──────── EXERCISE PASSAGE ────────

Description
The Patty Enrado collection includes research material by Filipino American Author Patty Enrado. Enrado was raised in California’s
central valley during the
Delano Grape Strike. The collection contains 1 series: Research files, 1965-2014, which contains correspondences, primary and secondary sources
regarding Filipino American involvement in the
Delano Grape Strike and United Farm Workers.
Background
Patty Enrado was born in Los Angeles and raised in Terra Bella, a small town not far from Delano, California. Patty and her
family moved to Terra Bella in 1965, the year of the
Delano
Grape
Strike. There, her father worked as a cook while her mother and many of her relatives worked as farmworkers, packing oranges during
the winter and spring and picking grapes during the summer and fall. After high school, Enrado attended the University of
California, Davis and obtained her bachelor’s degree in English. She spent the following two years serving as a volunteer
with the Jesuit Volunteer Corps, working as a librarian and tutor at a boarding school for Yup’ik Eskimo students in St. Mary’s
Alaska and as a newspaper editor for an organization in San Francisco that helped prisoners in California with legal and medical
issues. After her service at JVC, Enrado drove across country to attend Syracuse University’s Creative Writing Program.

──────── DATASET RECORDS ────────

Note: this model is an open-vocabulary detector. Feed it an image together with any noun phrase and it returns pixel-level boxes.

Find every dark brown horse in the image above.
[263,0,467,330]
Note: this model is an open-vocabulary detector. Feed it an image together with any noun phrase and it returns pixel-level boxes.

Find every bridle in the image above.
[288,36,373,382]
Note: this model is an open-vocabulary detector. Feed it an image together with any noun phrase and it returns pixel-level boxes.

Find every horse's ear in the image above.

────────
──────── DATASET RECORDS ────────

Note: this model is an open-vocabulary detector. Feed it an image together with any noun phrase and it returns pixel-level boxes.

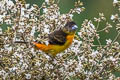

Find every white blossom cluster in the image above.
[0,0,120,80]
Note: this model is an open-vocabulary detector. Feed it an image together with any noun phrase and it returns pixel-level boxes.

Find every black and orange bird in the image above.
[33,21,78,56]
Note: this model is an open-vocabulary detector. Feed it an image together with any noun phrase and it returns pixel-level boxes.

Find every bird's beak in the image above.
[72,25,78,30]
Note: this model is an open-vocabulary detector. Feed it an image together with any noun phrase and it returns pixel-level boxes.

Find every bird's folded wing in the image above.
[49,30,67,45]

────────

### [INSTRUCTIONS TO FOLLOW]
Could you copy the Patty Enrado collection description from the words containing "Description" through "United Farm Workers.", changing "correspondences" to "letters"?

### [SOLVED EXERCISE]
Description
The Patty Enrado collection includes research material by Filipino American Author Patty Enrado. Enrado was raised in California’s
central valley during the
Delano Grape Strike. The collection contains 1 series: Research files, 1965-2014, which contains letters, primary and secondary sources
regarding Filipino American involvement in the
Delano Grape Strike and United Farm Workers.